DATA SHOWN ▸
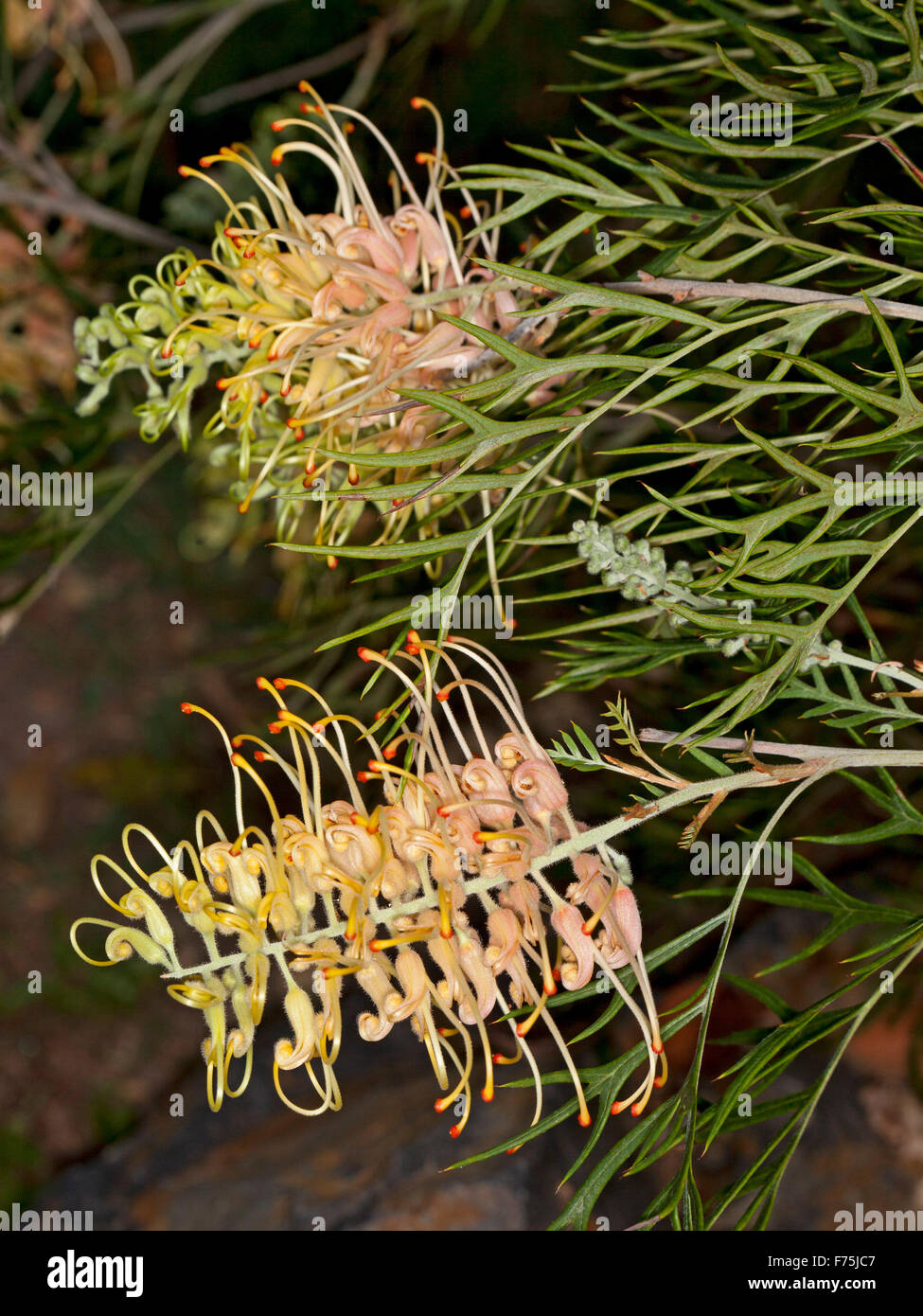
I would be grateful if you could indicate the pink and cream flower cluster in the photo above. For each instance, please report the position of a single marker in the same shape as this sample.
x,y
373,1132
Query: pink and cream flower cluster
x,y
424,881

TASK ▸
Please provide a faithful transcription of all the data, pictures excluded.

YOUR SOLUTION ▸
I would be grateful if you could indicate the pink and cream flower cluster in the photo above. For each instance, please report the position of a single marker in the same shape as this sample.
x,y
373,1132
Query: pink and cream flower cluster
x,y
424,881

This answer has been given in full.